» **Exercise passage**:
[Start of Attachment]
Species of flowering plant

Oxalis griffithii is a species of Oxalis found in thickets and meadows of Bhutan, China, India, and Japan.

==Description==
O. griffithii is a perennial that reaches 7–25 cm in height. It is a stemless, pubescent rhizome, densely covered by dark brown scalelike remains of leaf bases, 6–12 mm thick, including scales. The scales are strigose. Leaves are basal with a petiole 6–20 cm. Trichomes are brown and curled. Leaflet blades are obtriangular, 1–2.5(–4.5) × 1.5–3.5(–5.5) cm in length. It is abaxially pubescent, adaxially glabrous, and the apex is broadly emarginate to subtruncate. Lobe apices are obtuse. Flowers are solitary and nodding. The peduncle is 4–15 cm long, equal to or longer than leaves. Bracts at middle are flowering stalk, lanceolate, 2.5–4 mm, with dense trichomes along midvein and margins. Sepals are lanceolate, 5–7 mm and persistent. Petals are white with lilac veins, rarely pink (Hubei), narrowly obovate, 1.2–1.6 (–2) cm long. Apex retuse is deeply emarginate. Capsule is oblongconic, 5–13 mm × 5–6 mm. Seeds are ovoid, 2.5–3.5 mm, longitudinally ridged.

==Distribution and habitat==
It thrives in mixed deciduous or coniferous forests, and thickets. It is happy in moist and dry shady places; 800–3,400 m in altitude. It inhabits China, Taiwan, Bhutan, India, Japan, Kashmir, Korea, N Myanmar, Nepal, Philippines.
[End of Attachment]
» **Problems to work on**:
1. Summarize the plant text in two sentences.
2. Answer these questions from the plant text.
(a) How long is the peduncle?
(b) What shape are the seeds?
(c) At what altitudes does the plant grow?

» **Dataset records**:
[Start of Attachment]
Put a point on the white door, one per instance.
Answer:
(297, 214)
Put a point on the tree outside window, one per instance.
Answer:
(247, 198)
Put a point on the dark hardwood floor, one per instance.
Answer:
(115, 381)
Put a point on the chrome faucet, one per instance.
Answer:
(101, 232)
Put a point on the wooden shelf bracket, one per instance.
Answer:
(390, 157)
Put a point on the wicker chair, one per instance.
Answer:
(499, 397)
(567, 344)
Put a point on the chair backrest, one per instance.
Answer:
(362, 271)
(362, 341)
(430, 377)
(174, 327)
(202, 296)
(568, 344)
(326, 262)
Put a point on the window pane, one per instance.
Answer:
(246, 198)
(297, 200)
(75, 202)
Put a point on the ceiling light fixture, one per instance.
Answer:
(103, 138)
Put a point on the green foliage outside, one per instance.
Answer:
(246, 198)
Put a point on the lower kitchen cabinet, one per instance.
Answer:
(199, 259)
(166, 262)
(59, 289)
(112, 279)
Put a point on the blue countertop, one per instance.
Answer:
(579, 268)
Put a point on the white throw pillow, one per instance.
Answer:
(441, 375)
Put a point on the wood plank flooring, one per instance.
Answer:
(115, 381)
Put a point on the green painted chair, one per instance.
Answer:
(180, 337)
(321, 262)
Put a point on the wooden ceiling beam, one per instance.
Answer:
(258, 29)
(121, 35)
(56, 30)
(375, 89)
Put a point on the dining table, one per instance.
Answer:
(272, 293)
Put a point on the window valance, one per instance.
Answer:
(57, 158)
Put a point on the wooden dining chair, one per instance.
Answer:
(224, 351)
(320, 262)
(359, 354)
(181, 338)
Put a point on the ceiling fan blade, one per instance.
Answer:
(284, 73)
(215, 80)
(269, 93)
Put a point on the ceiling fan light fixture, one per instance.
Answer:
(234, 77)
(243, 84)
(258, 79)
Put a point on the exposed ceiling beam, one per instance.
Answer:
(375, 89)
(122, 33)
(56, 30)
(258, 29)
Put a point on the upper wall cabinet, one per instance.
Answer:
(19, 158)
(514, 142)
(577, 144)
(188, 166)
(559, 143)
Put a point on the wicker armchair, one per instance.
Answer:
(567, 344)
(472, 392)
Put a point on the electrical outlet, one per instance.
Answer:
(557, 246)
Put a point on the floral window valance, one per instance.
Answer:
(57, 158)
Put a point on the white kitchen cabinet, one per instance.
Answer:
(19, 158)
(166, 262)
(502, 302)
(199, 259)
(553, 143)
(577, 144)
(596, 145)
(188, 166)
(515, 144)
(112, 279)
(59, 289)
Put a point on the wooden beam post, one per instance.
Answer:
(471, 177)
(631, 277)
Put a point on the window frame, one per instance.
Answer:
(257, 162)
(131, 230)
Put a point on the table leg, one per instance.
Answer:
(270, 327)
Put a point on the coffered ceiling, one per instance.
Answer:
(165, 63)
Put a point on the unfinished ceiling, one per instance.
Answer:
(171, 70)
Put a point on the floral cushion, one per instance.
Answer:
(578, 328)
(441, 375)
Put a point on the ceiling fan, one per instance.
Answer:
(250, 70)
[End of Attachment]
» **List of answers**:
1. Oxalis griffithii is a perennial flowering plant 7–25 cm tall, with a stemless rhizome, basal leaves, and solitary, nodding flowers whose petals are white with lilac veins. It grows in mixed deciduous or coniferous forests and thickets at 800–3,400 m, in places including China, Bhutan, India, and Japan.

2.
(a) 4–15 cm
(b) Ovoid
(c) 800–3,400 m